◆ **Natural-language object grounding data**
=== Begin Enclosure ===

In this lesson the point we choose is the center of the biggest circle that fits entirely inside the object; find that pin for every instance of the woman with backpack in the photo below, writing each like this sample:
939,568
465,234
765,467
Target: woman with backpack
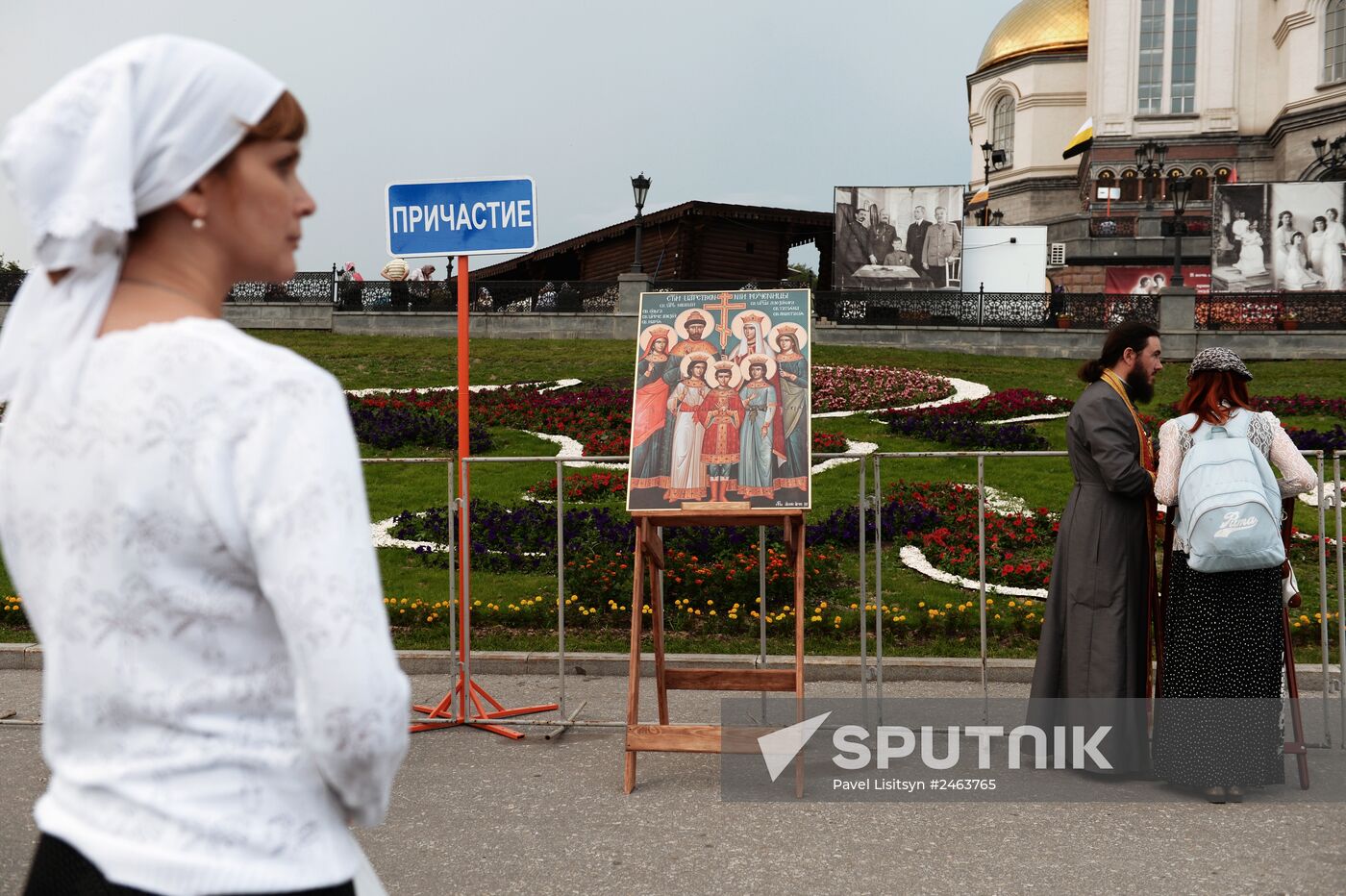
1217,725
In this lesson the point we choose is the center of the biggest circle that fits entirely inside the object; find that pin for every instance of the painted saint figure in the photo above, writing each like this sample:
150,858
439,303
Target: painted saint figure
753,339
720,414
649,416
757,459
695,342
793,378
686,472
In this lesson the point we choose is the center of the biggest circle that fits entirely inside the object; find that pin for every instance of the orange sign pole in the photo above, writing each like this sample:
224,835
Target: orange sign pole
466,689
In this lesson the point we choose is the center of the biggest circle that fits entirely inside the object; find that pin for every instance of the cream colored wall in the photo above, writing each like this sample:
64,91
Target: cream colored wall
1114,71
1296,26
1256,62
1050,105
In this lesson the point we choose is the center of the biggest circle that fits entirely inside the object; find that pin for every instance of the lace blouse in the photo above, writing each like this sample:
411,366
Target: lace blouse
1264,432
191,544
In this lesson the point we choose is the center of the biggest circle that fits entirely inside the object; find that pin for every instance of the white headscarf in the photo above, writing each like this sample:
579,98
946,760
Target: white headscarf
113,140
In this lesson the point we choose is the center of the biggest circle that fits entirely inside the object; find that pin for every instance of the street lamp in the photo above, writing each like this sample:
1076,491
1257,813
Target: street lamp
995,161
1150,159
639,186
1178,190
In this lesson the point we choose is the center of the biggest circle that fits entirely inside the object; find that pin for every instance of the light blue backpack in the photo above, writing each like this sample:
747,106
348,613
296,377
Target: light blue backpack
1228,499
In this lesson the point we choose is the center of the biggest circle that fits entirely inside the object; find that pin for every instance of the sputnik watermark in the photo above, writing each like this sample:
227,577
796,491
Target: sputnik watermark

=== End Enclosure ===

◆ **GOAL OF THE EXERCISE**
Give the records again exactly, pictures left out.

◆ **ANSWER TO THE PROBLEM**
In this lesson the point we choose is the center of the biggest circle that fits entirely inside the object; find that pin for every instance of the woman with backpack in the photo below, writing each like this sample:
939,568
465,234
765,467
Target: woman with backpack
1217,725
In this lesson the point we choose is the center of the biggest circle that fits entirely inside the object; find that pin for every instance of the painted saint figure in the photo above, writing each like this sample:
150,858
439,303
Target: painted saint figure
753,339
720,414
649,416
757,459
695,342
793,378
686,472
In this lesson the point we choose is the center of the biggest circle that fits entirely inside the object; find that pin for every instance of the orange sign pole in the photo above, writing each like this sample:
224,835
Target: orange sign pole
466,689
In this lesson the point we choose is the center of the biggest circle that fits entirely inside the object; find that pin for every instance of the cream colored wall in the photo above, writing each like this sample:
64,91
Target: cream colored wall
1114,71
1296,26
1256,62
1050,105
In this lesson the point we choose is the center of the biggest circle that fits entirely inside the object; find that pin for every instance of the lace blouse in the photo above, writing each like this sample:
411,366
Target: lace blouse
1264,432
191,544
In this lesson the point we choose is the center of the biggest circle that fits entirely inside the object; find that pin for every instance of the white headscarf in the photo above, writing each like this sample:
579,98
946,760
Target: white headscarf
113,140
In this lesson the point we choose is the center of the biggest circle that fits entirely inside the object; find that pin for every instance of the street lamp in the photo above, writing each like this sample:
1076,491
1257,813
Target: street lamp
995,161
1150,159
639,186
1178,190
In this lesson the point we choose is the center of the biggest circle that fits entirely inside the object; find that pin for every instance of the light blue backpack in the photo above, writing each like this sample:
747,106
348,613
296,377
Target: light blue backpack
1228,499
In this lesson the point we choose is the center of the biggest circle that fits entirely inside the object; find that pin for every instance of the sputnik watermark in the photo above, writing each like this sample:
227,577
796,491
Target: sputnik watermark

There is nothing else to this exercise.